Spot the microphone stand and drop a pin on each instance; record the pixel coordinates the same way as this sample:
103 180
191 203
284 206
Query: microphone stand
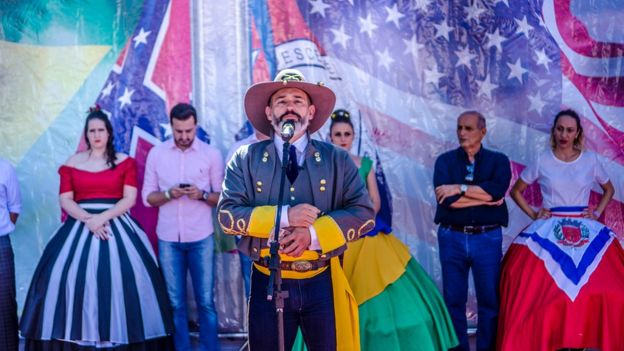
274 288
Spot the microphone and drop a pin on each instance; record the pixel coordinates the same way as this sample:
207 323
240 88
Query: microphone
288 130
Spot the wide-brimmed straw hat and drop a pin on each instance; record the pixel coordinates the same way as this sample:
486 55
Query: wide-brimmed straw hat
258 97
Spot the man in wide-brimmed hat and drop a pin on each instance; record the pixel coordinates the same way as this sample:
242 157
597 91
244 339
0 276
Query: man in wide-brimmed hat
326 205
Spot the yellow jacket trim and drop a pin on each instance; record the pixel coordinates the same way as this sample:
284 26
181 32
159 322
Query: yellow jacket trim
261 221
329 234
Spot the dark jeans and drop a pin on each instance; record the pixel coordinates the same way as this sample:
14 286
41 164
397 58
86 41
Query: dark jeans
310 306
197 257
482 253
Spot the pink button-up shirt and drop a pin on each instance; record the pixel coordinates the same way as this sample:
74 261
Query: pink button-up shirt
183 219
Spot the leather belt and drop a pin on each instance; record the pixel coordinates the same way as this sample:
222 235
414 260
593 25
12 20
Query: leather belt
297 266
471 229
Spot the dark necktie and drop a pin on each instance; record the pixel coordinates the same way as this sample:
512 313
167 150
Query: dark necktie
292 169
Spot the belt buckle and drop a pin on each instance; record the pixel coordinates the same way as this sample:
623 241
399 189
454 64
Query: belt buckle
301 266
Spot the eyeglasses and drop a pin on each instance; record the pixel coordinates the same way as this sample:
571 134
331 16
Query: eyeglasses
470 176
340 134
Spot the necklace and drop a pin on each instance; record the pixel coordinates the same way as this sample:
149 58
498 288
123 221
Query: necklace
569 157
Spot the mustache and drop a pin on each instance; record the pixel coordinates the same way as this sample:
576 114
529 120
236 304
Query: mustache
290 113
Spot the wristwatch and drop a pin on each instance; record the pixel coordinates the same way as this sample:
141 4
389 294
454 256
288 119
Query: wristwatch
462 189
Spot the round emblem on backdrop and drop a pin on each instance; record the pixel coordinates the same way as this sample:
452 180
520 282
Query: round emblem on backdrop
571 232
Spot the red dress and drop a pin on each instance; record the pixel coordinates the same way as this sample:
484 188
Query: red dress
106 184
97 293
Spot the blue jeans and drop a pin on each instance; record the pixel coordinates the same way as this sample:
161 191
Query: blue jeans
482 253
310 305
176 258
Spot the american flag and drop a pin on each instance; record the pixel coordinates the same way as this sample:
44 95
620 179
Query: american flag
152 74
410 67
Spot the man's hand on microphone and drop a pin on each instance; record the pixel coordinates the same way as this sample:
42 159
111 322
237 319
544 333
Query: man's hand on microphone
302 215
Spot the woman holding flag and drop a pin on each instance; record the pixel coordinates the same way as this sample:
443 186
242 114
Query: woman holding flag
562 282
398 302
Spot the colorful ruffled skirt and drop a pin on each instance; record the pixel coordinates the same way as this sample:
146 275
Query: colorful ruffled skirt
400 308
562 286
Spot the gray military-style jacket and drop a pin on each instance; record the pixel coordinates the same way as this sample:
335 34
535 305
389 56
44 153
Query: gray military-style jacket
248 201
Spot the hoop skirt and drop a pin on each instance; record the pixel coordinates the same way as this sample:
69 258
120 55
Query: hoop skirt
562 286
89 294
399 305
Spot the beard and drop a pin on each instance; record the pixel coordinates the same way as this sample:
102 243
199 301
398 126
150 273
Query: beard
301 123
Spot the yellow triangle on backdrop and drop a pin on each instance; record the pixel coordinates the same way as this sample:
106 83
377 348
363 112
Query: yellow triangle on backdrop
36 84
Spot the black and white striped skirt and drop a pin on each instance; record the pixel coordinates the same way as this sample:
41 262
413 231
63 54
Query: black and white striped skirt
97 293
---
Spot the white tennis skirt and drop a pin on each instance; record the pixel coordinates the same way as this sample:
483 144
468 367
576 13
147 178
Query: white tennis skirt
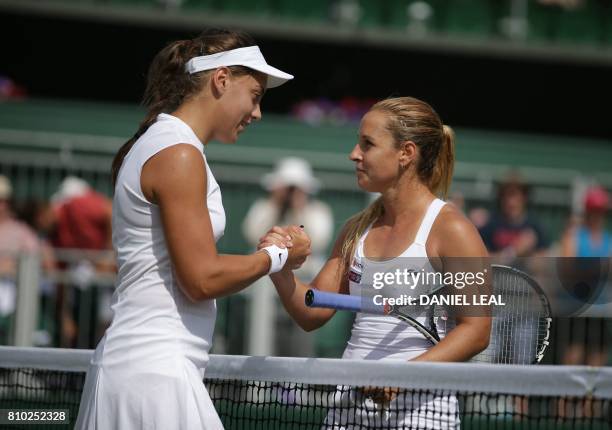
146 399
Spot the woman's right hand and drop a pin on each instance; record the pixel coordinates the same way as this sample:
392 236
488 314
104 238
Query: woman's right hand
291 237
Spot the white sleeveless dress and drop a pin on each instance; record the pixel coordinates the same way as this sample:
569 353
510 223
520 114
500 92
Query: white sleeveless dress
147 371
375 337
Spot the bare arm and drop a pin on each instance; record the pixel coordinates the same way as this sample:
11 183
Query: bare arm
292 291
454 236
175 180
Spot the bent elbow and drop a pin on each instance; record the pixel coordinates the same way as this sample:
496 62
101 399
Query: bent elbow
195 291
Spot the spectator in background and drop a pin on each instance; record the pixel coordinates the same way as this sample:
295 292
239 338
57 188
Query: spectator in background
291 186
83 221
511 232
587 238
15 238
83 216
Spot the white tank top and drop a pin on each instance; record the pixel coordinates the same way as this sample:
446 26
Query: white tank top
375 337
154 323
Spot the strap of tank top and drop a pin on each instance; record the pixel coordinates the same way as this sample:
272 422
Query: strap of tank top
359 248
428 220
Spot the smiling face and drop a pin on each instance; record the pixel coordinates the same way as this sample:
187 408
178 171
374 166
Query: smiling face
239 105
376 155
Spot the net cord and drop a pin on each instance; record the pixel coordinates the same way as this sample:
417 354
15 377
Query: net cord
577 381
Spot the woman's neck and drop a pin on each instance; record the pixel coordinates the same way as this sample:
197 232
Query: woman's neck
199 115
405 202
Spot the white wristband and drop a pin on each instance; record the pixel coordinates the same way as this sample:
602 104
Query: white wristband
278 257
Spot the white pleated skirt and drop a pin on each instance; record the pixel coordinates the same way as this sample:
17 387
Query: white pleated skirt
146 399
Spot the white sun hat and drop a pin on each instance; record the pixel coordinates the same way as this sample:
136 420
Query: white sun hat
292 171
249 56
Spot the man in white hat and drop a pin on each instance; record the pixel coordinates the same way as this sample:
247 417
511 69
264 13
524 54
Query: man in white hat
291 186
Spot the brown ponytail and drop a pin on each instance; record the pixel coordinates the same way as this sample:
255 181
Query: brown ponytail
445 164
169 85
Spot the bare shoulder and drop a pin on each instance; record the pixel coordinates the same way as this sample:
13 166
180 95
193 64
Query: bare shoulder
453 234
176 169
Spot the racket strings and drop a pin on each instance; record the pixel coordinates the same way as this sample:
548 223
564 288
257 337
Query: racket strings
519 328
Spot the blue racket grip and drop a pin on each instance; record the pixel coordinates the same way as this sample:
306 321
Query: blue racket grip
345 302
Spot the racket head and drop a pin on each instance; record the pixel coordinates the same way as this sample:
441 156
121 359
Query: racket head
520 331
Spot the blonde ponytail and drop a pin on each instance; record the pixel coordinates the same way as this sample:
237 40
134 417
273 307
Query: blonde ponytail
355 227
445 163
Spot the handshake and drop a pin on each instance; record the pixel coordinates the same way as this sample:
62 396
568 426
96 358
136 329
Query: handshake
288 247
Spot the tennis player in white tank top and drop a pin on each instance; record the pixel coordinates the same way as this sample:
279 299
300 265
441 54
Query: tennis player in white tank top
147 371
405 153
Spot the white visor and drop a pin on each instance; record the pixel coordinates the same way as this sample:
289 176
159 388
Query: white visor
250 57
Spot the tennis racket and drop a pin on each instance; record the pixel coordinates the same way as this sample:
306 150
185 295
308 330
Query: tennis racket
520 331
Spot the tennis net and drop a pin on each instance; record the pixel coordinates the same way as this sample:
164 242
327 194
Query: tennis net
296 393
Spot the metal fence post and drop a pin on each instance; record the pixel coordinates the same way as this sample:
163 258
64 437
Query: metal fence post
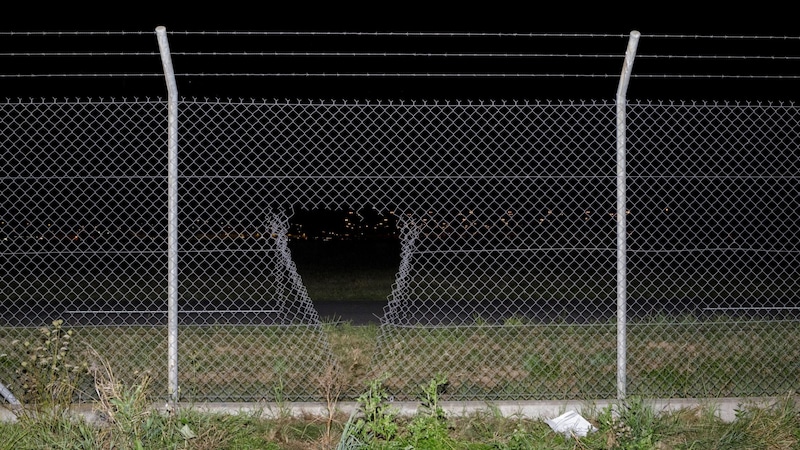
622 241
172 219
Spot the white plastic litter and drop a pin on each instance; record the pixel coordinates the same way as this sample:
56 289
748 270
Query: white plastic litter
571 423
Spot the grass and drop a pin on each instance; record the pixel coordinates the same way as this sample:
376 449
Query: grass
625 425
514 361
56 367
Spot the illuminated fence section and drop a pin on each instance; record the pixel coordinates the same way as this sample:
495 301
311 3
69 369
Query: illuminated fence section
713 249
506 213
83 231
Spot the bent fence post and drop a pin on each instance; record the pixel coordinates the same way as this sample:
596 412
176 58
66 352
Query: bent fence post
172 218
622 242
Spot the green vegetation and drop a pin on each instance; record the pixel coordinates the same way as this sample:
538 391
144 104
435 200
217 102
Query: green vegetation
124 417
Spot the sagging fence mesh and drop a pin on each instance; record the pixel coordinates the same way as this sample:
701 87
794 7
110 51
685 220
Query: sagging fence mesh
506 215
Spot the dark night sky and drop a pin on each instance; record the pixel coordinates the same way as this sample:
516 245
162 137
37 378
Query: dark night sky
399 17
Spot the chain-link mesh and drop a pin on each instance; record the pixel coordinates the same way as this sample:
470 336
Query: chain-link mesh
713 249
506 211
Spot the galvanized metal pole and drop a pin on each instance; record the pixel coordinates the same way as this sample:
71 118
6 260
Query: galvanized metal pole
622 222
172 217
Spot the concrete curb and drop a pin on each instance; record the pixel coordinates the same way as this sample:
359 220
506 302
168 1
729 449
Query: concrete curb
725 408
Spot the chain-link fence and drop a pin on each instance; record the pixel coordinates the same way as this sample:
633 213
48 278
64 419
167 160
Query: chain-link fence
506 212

PROBLEM>
Copy the lines above between the one holding "Spot the microphone stand" and the one holding "Spot the wide-brimmed", inclusive. Drop the pictures.

TASK RESULT>
Spot the microphone stand and drop a pin on each instance; record the pixel coordinates the same way as this sample:
103 180
191 203
284 206
Query: microphone stand
274 288
Spot the microphone and drop a pin on each instance; record the pixel coordinates the same way as this sample:
207 323
240 88
Query: microphone
288 130
Spot the wide-brimmed straw hat and drop a pin on each instance; record the pixel coordinates the same way as this sample:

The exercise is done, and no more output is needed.